[Opening Input for this task section]
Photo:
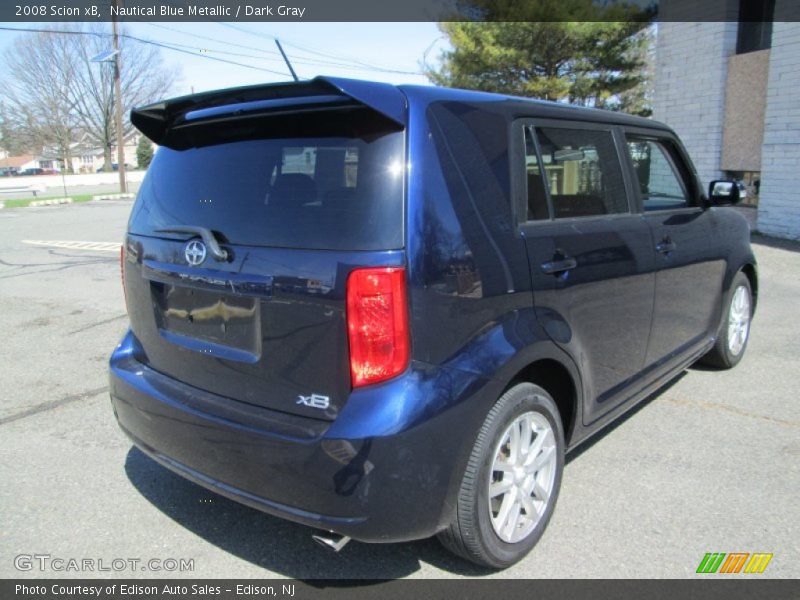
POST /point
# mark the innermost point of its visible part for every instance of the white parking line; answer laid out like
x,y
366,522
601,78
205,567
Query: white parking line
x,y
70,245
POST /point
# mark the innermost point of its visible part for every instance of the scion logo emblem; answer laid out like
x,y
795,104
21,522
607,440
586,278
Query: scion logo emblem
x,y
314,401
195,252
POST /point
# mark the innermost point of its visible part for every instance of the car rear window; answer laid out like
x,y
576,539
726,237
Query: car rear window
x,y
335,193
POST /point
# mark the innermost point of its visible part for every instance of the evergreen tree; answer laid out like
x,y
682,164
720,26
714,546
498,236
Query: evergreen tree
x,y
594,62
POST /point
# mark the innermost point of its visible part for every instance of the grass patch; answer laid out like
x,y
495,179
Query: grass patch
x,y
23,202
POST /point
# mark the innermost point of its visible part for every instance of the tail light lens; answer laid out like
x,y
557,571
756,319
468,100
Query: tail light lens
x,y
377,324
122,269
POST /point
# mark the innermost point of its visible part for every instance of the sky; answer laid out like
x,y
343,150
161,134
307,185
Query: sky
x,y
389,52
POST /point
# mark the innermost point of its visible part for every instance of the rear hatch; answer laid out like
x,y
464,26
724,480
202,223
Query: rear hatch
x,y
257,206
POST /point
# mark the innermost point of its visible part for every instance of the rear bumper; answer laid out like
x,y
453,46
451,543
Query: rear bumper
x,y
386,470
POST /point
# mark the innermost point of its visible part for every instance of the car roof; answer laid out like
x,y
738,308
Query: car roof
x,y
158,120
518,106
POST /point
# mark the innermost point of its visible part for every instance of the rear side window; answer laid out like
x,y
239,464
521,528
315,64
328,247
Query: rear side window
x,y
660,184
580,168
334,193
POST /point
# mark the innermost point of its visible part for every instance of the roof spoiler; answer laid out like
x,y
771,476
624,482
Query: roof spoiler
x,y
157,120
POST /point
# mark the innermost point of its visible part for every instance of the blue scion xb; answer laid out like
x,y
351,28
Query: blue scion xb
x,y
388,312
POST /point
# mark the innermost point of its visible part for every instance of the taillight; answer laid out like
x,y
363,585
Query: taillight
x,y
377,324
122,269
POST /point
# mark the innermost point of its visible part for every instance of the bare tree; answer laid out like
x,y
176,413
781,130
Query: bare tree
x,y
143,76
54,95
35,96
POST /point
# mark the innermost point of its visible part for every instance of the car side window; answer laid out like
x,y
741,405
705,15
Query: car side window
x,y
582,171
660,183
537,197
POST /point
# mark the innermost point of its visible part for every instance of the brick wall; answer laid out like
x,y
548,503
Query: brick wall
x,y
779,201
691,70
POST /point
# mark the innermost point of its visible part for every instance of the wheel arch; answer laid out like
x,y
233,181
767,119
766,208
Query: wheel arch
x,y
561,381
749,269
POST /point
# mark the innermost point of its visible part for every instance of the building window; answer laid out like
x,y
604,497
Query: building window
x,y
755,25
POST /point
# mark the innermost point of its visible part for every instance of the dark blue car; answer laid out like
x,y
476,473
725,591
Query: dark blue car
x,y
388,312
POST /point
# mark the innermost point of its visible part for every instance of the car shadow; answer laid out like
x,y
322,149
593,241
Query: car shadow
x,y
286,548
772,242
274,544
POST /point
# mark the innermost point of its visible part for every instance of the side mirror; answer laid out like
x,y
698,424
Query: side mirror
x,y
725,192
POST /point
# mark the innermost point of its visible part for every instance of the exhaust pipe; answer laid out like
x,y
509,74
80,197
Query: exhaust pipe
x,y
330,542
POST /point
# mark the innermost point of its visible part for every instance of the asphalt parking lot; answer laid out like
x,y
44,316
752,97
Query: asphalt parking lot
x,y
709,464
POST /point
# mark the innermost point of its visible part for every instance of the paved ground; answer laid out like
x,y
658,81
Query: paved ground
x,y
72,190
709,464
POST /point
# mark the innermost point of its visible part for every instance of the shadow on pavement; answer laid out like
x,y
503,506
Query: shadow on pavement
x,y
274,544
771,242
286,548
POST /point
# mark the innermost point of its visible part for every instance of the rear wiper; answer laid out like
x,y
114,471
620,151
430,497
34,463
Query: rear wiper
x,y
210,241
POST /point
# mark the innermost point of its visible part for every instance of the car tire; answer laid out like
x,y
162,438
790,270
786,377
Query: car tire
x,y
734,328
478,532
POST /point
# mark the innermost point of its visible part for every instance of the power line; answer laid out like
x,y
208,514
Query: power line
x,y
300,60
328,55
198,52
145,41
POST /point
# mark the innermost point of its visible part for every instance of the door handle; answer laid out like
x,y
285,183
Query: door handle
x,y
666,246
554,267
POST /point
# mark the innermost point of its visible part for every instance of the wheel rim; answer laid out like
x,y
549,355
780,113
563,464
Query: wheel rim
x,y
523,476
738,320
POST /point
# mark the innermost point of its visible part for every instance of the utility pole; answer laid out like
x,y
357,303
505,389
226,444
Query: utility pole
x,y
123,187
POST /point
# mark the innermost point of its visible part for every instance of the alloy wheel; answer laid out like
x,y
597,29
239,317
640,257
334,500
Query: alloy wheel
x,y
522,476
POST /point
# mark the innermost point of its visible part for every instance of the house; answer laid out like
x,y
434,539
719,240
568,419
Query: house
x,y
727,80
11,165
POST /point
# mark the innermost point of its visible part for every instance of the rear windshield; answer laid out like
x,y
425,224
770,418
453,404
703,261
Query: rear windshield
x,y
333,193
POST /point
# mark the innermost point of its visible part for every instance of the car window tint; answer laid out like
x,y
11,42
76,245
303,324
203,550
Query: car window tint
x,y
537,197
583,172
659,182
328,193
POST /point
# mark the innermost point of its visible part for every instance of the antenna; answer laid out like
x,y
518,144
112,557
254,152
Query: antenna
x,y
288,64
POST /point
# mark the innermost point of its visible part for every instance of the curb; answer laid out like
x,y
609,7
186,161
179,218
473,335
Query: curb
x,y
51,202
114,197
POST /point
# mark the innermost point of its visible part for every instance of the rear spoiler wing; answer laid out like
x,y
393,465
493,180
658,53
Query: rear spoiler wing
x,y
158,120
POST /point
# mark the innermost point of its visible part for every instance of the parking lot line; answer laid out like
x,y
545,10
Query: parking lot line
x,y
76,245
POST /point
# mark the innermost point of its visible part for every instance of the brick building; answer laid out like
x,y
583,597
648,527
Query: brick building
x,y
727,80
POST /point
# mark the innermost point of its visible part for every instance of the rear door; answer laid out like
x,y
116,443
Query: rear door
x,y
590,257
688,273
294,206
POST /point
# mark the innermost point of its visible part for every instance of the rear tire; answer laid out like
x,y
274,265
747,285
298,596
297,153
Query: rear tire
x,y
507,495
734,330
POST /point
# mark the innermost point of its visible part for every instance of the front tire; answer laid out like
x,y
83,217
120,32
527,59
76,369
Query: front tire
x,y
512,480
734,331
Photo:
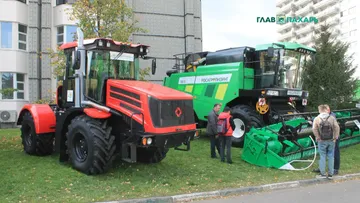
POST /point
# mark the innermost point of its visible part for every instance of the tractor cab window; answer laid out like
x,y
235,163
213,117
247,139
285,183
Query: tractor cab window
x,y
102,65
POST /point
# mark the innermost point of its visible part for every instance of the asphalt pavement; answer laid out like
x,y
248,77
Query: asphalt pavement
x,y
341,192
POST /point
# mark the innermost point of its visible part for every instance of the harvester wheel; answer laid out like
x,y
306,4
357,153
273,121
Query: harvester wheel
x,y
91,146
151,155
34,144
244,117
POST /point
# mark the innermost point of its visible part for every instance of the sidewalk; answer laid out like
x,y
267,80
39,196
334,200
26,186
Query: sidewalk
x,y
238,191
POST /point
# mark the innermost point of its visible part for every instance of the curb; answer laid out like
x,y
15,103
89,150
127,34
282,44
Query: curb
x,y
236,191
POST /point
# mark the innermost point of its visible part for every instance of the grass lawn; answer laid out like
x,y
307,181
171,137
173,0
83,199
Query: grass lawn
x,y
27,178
[Closing Input for this task section]
[Opening Input for this task section]
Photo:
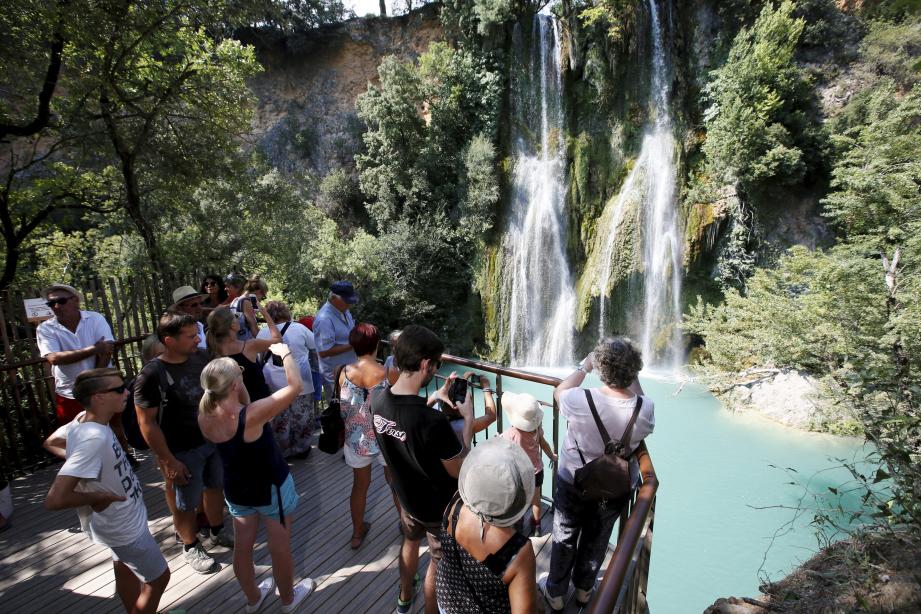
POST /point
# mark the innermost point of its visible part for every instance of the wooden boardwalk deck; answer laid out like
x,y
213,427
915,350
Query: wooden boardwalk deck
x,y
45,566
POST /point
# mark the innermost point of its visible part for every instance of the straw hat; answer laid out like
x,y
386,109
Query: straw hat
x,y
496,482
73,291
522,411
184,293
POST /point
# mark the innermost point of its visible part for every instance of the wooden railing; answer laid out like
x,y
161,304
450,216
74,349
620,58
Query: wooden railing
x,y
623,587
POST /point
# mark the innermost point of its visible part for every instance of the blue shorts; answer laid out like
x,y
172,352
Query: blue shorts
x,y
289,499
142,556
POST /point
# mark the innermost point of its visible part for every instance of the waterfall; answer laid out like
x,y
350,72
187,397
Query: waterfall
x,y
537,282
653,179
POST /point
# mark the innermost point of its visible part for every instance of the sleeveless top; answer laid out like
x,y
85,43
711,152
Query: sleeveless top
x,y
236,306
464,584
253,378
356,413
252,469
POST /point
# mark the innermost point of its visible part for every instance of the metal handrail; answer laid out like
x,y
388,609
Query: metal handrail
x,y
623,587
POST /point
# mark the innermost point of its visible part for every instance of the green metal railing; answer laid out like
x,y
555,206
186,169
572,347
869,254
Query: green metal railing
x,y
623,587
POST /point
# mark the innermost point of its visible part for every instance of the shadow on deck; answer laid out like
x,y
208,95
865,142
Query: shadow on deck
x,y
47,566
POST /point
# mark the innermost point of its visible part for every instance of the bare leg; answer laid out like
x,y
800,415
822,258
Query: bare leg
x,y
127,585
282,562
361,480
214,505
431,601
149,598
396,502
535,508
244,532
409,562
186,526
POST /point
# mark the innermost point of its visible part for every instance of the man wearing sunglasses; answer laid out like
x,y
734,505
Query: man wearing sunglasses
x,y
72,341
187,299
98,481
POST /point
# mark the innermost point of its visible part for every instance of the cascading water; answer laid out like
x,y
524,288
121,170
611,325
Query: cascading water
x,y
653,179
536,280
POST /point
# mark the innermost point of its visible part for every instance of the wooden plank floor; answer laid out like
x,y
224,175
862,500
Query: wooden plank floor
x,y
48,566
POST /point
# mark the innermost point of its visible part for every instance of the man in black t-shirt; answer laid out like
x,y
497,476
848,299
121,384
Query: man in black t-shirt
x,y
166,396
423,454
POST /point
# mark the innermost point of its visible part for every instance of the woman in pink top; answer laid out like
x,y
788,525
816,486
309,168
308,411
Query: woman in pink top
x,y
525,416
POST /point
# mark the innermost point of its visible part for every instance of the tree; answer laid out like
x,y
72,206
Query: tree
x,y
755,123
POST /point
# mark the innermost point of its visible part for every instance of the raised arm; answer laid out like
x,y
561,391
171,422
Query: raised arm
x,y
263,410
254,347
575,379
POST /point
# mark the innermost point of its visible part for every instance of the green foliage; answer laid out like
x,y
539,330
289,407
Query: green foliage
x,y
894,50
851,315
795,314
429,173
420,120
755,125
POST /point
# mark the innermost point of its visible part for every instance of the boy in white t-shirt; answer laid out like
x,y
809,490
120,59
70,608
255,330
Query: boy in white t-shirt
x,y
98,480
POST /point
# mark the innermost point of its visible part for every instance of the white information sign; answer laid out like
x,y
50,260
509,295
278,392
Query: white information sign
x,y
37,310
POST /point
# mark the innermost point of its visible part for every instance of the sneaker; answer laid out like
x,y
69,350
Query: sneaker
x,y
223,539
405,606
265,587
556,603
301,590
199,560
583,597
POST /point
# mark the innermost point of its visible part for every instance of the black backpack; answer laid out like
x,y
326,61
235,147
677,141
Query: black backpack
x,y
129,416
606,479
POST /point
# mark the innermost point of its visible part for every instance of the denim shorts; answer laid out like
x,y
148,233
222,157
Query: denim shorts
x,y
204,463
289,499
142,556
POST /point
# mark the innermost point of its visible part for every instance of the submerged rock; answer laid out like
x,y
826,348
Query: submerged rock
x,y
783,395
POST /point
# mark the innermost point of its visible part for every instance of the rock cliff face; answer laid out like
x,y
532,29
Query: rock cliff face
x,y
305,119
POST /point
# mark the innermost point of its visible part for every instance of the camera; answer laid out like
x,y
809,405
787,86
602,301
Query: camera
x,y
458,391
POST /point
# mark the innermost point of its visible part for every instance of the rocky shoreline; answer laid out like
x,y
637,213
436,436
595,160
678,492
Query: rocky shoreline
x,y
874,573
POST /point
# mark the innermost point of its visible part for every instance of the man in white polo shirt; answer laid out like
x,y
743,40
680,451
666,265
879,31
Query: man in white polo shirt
[Closing Input for this task section]
[Opening Input for this task section]
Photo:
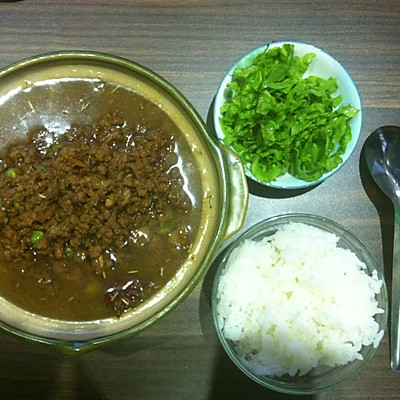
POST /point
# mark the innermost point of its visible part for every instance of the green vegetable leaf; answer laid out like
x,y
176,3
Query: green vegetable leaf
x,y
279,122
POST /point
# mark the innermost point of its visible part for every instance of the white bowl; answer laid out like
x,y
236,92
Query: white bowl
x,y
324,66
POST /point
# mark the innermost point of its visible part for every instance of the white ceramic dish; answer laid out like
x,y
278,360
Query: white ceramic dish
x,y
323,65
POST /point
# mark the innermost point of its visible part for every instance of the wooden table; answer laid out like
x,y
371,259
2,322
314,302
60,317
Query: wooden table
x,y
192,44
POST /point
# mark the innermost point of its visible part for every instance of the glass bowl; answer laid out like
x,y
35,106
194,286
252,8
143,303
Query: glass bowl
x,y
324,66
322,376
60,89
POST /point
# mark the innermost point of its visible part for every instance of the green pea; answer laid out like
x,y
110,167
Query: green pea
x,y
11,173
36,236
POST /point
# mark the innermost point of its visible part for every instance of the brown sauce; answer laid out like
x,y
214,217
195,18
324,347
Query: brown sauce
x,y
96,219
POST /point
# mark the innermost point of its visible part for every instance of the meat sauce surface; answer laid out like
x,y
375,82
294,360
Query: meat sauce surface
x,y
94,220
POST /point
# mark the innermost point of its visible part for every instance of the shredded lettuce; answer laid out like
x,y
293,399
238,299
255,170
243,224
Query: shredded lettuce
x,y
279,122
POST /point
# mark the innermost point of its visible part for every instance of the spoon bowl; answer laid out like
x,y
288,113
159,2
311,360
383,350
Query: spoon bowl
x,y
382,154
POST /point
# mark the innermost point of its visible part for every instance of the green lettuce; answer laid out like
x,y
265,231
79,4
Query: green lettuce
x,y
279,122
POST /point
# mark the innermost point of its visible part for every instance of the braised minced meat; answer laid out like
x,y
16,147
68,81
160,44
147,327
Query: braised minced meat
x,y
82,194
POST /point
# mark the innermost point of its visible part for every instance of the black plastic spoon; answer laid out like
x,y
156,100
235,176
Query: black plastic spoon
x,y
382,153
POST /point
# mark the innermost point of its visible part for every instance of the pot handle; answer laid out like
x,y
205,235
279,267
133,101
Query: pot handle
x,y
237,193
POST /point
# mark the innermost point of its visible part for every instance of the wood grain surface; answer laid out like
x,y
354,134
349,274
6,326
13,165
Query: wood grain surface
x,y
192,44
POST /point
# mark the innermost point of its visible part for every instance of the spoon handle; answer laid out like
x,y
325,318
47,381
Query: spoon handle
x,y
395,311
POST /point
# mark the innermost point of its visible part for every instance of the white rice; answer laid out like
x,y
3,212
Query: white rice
[Closing Input for this task section]
» Task goal
Return every line of the preceding records in which the word "polo" appears.

» Answer to this task
# mark the innermost point of its visible part for every instance of the man in white polo shirt; answer laid out like
Query: man in white polo shirt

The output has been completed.